• _EXERCISE OBJECTIVE_
Count the lines below that contain the string "target", treating uppercase and lowercase as different. Give only the number.

• _EXERCISE DATA_
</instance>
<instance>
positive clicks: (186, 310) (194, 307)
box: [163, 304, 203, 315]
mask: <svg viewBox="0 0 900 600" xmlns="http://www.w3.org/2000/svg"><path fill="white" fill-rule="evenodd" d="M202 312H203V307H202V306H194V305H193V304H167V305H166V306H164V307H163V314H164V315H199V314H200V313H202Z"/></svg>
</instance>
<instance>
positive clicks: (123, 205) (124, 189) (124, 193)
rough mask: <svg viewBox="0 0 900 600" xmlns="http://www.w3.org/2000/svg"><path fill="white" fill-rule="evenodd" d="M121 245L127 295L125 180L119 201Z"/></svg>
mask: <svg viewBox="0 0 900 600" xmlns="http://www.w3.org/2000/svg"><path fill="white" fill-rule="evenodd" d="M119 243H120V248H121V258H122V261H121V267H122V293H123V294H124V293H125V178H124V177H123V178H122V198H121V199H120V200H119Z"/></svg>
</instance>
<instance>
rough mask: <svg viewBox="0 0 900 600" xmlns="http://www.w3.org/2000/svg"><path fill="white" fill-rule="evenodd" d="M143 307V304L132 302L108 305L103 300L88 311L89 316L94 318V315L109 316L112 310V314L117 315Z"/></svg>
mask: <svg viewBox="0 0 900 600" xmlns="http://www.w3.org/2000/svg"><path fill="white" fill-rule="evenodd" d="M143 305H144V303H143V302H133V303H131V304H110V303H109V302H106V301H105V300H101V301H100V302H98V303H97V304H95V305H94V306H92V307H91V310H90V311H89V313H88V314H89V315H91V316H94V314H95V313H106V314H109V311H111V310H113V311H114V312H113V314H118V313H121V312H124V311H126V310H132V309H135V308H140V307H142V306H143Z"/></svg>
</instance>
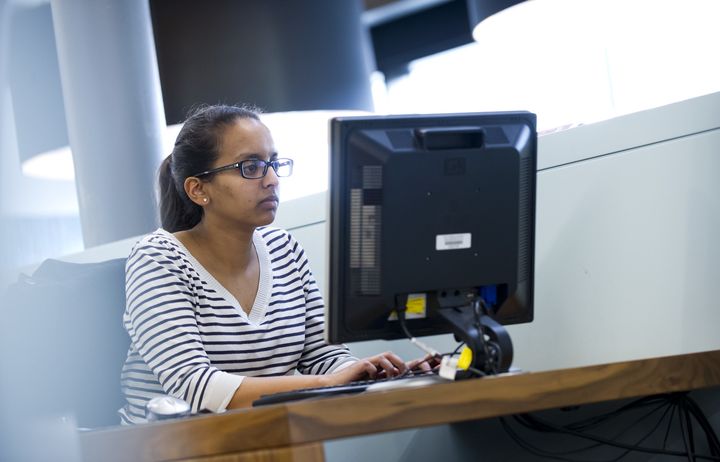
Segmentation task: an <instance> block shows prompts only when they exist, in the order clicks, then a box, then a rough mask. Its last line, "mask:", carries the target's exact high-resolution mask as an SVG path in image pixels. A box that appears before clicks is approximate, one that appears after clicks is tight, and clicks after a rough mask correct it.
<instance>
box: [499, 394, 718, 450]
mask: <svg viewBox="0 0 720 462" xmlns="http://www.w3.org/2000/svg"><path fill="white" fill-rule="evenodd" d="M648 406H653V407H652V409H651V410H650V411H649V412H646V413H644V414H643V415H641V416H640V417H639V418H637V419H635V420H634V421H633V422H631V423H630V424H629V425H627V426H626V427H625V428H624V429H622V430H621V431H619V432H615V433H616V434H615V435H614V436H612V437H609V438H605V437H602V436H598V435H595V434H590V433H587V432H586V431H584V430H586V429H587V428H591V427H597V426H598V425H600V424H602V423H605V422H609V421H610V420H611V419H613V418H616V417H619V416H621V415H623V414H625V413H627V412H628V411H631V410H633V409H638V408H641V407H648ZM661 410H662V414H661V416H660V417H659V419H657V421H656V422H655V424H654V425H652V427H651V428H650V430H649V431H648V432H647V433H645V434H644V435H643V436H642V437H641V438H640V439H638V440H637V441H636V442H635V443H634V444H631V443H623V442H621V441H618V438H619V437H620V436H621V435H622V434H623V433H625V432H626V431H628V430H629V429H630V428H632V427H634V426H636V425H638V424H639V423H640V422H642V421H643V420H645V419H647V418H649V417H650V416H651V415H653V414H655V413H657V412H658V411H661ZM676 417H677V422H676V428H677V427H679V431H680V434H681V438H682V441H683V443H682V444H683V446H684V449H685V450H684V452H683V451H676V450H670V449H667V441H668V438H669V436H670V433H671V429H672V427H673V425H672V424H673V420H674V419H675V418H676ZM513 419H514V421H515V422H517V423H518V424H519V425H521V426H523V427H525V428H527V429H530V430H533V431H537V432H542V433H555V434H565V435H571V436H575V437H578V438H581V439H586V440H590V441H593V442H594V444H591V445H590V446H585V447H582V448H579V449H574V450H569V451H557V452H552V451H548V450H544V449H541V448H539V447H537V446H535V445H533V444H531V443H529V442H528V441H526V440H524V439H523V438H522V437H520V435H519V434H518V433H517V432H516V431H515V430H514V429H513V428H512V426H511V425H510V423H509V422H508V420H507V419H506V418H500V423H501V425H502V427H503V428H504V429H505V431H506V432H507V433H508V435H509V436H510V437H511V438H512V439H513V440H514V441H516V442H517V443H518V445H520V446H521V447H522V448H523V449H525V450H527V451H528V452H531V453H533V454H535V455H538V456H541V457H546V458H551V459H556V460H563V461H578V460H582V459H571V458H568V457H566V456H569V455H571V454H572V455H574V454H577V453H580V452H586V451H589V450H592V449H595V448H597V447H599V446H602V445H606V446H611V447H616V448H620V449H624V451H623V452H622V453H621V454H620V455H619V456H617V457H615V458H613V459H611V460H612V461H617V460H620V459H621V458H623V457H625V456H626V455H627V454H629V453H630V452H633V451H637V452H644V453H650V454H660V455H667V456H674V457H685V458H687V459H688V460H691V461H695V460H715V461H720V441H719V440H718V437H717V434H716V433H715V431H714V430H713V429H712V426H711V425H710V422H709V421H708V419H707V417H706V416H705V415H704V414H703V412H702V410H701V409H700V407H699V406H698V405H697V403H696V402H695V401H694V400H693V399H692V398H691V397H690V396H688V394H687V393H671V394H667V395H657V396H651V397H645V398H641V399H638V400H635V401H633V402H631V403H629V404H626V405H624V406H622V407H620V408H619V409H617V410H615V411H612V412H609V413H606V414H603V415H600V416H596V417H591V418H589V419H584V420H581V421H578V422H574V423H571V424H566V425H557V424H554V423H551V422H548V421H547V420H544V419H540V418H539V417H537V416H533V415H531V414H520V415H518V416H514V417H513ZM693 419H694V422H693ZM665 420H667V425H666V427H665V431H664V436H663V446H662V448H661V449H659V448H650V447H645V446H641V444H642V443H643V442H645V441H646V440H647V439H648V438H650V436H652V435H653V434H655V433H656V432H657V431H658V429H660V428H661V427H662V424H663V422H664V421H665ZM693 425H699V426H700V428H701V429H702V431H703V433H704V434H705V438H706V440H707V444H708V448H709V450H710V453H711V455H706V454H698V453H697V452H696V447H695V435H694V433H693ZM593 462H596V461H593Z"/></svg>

...

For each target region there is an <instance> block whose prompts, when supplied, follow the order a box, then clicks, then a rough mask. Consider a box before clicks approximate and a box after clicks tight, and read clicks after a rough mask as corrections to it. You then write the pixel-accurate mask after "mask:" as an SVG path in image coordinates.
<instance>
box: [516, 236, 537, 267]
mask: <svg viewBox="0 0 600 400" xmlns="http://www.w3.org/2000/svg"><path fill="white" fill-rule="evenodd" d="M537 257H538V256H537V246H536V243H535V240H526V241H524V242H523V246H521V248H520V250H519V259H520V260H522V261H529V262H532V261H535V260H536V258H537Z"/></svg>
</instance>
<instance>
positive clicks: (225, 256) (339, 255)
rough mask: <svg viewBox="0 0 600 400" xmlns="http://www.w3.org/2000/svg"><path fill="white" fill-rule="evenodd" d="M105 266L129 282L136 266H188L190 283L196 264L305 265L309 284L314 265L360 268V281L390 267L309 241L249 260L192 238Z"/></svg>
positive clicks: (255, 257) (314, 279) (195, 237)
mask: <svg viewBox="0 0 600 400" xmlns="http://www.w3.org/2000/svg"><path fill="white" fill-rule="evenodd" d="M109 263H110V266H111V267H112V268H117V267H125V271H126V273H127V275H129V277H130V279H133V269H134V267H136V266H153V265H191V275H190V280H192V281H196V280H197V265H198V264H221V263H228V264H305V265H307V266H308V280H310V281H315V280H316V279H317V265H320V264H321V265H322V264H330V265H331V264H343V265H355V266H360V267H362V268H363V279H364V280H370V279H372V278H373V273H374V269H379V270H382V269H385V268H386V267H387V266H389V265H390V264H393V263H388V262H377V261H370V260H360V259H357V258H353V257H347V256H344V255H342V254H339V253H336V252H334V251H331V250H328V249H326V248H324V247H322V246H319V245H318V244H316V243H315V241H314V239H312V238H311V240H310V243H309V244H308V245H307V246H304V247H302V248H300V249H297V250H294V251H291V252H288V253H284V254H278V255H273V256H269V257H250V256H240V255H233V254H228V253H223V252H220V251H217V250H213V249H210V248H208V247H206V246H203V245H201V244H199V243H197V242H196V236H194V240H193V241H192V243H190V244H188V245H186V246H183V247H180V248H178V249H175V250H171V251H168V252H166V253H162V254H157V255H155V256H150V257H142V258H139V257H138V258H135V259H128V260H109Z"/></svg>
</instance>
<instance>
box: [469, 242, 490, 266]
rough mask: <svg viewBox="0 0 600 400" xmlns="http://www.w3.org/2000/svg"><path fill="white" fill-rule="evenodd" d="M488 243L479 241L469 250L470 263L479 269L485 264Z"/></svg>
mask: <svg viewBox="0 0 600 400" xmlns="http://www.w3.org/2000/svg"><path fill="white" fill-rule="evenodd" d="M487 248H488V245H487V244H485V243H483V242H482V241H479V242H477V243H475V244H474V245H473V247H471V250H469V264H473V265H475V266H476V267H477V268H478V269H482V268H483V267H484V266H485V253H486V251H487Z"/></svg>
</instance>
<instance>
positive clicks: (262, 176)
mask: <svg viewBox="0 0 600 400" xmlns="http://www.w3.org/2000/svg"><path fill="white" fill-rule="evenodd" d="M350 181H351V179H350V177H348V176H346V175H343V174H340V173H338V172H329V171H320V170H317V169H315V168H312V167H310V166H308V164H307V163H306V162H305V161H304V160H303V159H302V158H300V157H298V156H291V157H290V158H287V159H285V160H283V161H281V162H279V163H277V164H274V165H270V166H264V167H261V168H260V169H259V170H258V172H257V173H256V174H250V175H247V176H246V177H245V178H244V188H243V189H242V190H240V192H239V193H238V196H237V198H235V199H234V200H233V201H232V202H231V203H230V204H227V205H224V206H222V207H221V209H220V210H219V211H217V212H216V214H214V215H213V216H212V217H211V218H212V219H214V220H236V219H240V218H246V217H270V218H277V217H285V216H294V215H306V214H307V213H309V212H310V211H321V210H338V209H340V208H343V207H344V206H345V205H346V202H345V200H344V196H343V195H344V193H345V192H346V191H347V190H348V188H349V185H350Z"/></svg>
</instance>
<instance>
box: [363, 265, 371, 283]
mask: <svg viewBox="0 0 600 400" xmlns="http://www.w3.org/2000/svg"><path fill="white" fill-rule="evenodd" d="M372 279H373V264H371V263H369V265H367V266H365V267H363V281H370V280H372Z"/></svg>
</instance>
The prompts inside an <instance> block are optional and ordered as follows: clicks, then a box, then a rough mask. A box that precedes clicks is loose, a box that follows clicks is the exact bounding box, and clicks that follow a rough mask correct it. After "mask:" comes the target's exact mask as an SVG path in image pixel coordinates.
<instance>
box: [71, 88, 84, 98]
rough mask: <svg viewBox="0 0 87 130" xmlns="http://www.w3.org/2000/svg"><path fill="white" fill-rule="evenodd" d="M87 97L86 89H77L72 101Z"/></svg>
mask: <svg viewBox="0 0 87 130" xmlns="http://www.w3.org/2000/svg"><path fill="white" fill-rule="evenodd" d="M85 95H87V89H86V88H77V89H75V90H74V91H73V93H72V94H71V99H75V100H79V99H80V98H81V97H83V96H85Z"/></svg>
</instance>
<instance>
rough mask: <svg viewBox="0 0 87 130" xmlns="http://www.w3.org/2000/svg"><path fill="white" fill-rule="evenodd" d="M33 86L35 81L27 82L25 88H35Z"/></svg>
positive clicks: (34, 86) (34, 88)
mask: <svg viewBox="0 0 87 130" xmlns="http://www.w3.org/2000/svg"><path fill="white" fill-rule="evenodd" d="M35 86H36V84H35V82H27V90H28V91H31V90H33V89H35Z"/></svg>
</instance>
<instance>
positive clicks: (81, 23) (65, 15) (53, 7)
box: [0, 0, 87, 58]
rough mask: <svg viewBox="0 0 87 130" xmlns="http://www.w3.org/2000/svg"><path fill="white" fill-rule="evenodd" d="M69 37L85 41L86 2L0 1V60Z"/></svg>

...

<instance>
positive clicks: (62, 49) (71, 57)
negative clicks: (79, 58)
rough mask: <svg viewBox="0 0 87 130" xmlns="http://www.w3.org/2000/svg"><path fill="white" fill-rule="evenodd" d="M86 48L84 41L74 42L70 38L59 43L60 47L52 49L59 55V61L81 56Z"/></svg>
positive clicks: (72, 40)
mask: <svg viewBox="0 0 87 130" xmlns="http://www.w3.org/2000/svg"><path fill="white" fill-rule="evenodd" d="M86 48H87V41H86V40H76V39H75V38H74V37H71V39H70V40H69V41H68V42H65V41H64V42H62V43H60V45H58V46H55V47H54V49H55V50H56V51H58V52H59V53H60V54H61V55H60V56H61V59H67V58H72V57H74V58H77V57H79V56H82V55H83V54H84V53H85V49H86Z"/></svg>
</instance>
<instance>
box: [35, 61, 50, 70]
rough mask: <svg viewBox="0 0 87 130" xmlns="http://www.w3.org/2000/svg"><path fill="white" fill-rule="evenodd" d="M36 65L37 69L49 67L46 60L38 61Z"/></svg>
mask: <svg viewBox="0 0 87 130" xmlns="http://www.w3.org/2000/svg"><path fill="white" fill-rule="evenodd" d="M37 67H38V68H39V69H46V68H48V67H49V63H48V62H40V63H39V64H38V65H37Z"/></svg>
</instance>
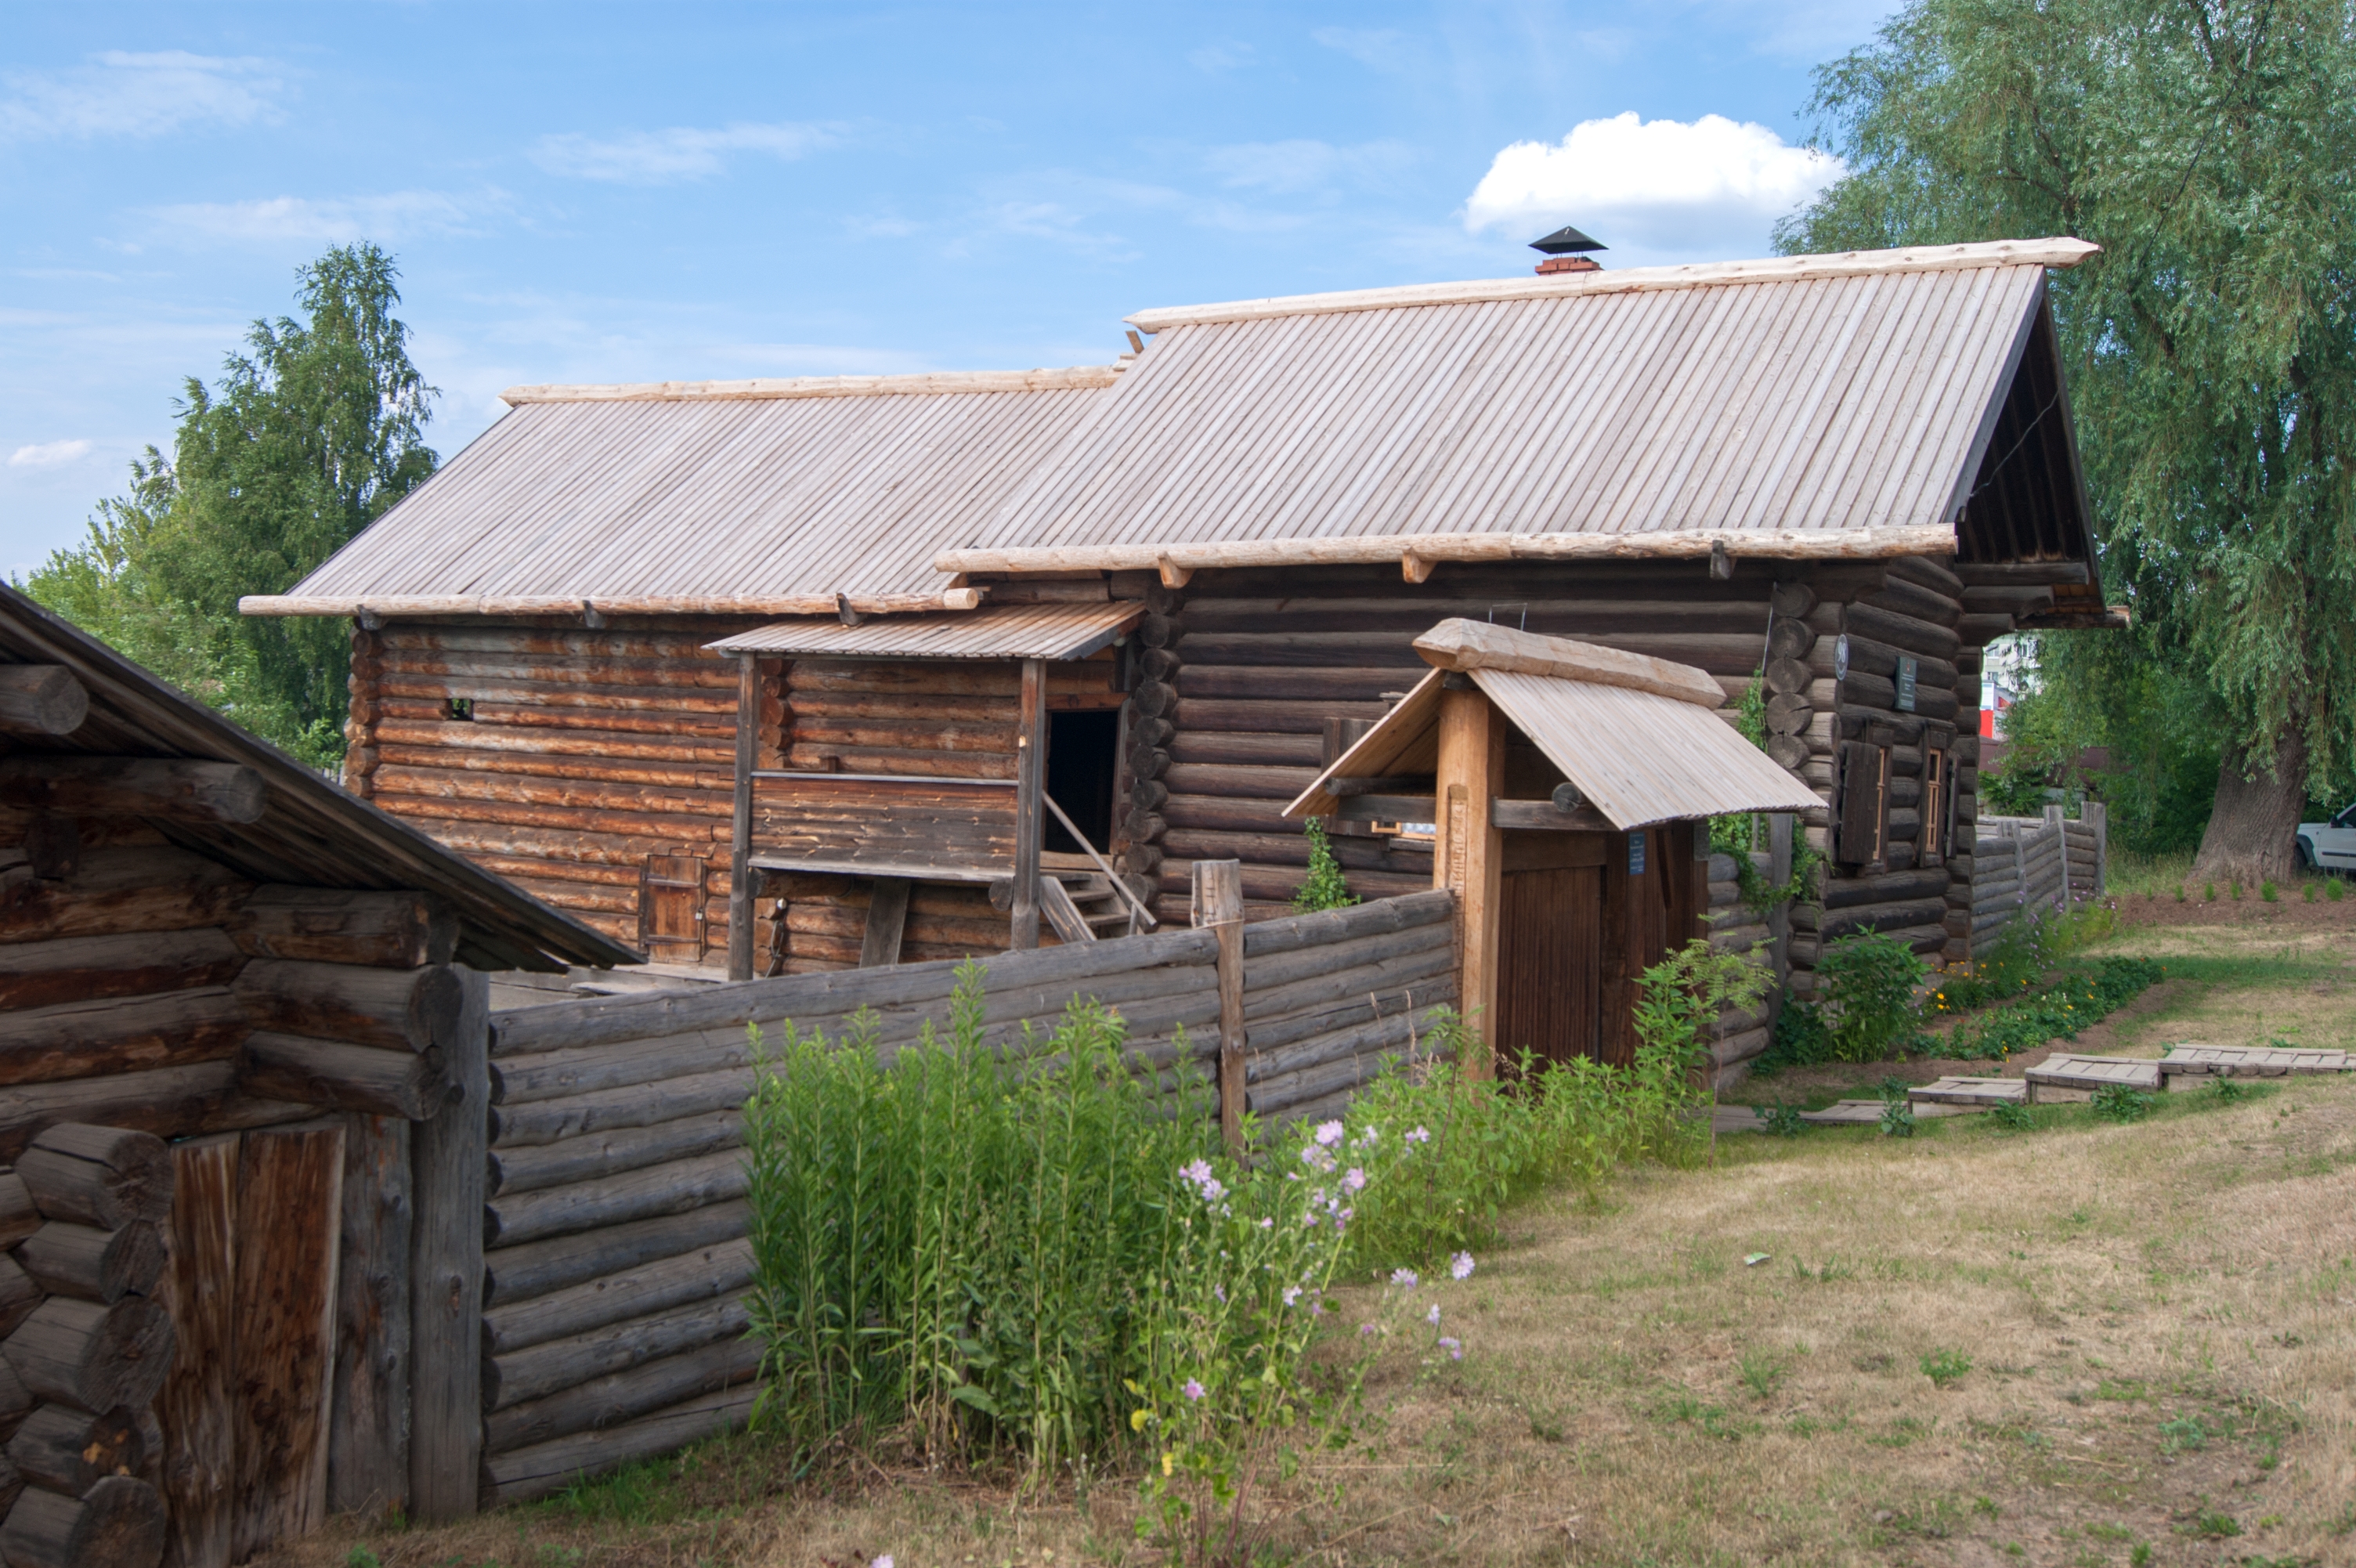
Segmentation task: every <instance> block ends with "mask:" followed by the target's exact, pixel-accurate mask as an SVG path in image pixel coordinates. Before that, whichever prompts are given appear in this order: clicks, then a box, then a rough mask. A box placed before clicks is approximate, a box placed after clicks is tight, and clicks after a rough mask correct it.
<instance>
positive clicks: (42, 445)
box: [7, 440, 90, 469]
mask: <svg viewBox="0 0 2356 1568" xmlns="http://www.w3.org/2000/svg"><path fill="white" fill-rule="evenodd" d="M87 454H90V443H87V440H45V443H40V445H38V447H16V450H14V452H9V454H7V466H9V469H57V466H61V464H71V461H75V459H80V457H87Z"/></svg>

• _COMPLETED EXERCISE_
4